• [Work to be completed]
Copy exactly the last part of the entries, starting from the line with "the door casing" and including the final line.

(begin)

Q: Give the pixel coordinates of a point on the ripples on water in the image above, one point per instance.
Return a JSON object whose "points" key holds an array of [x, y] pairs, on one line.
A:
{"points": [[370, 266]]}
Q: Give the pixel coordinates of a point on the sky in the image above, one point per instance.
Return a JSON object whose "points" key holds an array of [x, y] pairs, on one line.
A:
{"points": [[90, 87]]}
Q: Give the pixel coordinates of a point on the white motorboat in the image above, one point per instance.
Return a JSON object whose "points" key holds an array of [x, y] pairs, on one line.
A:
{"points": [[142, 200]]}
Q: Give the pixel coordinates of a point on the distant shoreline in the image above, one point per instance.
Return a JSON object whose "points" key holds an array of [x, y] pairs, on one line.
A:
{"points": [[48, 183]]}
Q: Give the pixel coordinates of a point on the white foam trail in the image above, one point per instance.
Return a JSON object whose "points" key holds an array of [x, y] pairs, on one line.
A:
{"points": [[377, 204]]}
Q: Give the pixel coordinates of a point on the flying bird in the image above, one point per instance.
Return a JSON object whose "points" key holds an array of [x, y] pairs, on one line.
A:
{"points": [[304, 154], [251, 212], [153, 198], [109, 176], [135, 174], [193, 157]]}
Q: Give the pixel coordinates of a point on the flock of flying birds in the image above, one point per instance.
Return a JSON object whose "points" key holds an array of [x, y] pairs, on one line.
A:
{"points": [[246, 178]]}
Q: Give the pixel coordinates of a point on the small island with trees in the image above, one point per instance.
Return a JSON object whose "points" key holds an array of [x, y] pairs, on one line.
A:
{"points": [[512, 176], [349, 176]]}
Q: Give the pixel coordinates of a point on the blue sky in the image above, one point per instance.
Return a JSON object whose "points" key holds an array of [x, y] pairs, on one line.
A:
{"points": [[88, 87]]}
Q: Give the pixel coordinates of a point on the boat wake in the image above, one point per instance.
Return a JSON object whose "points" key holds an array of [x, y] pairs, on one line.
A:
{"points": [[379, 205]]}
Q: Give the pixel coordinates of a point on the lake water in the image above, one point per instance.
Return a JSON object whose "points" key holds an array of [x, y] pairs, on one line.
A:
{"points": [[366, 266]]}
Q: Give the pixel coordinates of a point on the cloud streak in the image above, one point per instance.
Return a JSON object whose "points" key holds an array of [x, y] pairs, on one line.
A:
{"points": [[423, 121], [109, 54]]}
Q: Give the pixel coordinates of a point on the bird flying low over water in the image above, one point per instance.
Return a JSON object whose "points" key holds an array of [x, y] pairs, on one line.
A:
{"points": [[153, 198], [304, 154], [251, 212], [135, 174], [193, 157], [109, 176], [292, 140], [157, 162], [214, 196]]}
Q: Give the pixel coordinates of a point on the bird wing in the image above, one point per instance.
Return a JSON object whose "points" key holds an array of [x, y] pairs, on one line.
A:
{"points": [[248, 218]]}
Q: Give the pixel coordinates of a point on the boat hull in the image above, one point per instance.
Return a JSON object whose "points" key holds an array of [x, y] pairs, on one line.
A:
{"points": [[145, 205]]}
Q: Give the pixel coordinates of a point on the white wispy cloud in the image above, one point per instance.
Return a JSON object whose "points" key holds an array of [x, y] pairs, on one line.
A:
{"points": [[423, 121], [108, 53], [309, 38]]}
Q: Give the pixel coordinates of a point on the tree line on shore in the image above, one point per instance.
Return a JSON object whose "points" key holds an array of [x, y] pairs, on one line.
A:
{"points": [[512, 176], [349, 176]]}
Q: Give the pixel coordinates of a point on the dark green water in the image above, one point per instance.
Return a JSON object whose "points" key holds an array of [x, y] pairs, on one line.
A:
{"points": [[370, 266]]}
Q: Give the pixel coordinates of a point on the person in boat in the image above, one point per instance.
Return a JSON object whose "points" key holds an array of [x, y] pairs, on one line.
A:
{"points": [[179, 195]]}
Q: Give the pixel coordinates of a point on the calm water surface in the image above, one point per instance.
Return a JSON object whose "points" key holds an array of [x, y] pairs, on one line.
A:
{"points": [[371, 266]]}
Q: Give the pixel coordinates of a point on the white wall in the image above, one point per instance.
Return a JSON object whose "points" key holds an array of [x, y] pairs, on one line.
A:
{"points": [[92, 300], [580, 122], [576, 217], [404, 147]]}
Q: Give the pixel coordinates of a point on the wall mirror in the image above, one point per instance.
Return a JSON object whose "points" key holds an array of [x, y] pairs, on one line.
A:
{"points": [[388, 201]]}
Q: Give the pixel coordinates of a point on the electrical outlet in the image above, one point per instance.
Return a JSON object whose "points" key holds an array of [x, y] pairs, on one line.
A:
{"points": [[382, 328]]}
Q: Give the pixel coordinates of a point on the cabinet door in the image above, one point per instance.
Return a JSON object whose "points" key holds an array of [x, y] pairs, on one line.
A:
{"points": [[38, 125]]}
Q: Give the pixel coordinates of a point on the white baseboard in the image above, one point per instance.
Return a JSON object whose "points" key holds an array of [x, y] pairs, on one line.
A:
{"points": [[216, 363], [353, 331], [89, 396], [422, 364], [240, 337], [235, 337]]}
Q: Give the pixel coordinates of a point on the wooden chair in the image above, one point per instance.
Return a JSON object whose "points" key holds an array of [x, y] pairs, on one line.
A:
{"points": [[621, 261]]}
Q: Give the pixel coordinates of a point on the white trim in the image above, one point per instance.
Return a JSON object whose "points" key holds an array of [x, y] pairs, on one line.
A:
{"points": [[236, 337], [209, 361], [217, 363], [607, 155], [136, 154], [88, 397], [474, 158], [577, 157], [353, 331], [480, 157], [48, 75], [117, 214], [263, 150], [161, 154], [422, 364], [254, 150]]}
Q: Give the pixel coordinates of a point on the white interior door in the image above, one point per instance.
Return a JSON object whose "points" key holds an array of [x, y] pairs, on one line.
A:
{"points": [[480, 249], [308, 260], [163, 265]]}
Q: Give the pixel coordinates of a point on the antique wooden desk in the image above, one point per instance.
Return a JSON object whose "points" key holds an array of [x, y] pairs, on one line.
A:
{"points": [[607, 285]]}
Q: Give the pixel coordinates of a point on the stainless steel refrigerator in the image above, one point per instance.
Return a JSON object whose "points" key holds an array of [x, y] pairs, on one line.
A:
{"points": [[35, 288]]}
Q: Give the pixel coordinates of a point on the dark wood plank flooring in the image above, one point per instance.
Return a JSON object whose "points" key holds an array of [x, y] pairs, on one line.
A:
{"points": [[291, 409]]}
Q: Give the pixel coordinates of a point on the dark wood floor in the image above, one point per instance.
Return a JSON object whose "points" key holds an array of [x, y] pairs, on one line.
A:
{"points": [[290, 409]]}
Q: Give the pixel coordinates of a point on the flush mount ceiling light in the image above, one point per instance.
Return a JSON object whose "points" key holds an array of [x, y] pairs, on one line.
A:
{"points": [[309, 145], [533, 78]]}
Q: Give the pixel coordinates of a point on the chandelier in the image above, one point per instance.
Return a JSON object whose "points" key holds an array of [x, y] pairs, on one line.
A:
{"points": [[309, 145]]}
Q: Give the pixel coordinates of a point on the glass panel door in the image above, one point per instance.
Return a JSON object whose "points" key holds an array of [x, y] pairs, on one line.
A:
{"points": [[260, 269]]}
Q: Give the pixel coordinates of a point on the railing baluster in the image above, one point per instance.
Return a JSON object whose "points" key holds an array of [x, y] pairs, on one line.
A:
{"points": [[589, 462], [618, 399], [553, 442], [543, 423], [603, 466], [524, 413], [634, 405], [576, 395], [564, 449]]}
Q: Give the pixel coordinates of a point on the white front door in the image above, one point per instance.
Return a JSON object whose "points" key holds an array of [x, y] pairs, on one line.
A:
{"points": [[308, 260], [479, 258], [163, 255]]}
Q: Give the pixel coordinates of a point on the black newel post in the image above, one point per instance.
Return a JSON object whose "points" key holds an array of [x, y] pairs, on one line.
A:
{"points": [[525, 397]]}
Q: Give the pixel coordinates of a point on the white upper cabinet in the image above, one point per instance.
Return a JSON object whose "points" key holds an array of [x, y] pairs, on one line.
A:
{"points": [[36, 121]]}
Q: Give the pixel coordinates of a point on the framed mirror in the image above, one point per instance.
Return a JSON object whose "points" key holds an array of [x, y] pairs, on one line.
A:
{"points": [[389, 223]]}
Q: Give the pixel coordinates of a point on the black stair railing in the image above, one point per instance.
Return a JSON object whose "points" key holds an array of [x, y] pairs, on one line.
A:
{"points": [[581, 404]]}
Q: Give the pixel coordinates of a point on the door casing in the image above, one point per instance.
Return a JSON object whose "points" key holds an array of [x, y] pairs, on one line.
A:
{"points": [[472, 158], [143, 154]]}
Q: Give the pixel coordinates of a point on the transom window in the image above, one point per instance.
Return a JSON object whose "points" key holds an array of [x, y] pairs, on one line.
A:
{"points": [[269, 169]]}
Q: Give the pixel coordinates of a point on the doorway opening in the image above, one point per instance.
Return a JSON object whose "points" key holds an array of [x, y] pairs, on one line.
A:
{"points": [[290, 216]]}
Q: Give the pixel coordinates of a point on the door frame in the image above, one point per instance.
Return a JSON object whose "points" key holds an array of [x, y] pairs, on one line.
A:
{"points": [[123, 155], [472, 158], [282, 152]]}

(end)

• [Task solution]
Q: Give the pixel coordinates of a point on the door casing in the image above, one point per instance.
Return a JSON object whose "points" key holds an array of [x, y] pairs, on one line.
A:
{"points": [[472, 158], [143, 154]]}
Q: Give the pixel coordinates of a point on the transom window in the image above, one point per instance.
Return a JSON object whose "points" key holds an array of [x, y] pairs, on one line.
A:
{"points": [[269, 169]]}
Q: Give the pixel coordinates of a point on the doorway opening in the image above, one point per instance.
Return a JSON object whose "points" key holds an array of [x, y] pairs, on one line.
A:
{"points": [[290, 216]]}
Q: Give the pixel coordinates of a point on the door frame in the image above, one point per instance.
Return a JSON object whose "points" key holds an array of [x, y] pairs, on one line.
A:
{"points": [[123, 155], [472, 158], [282, 152]]}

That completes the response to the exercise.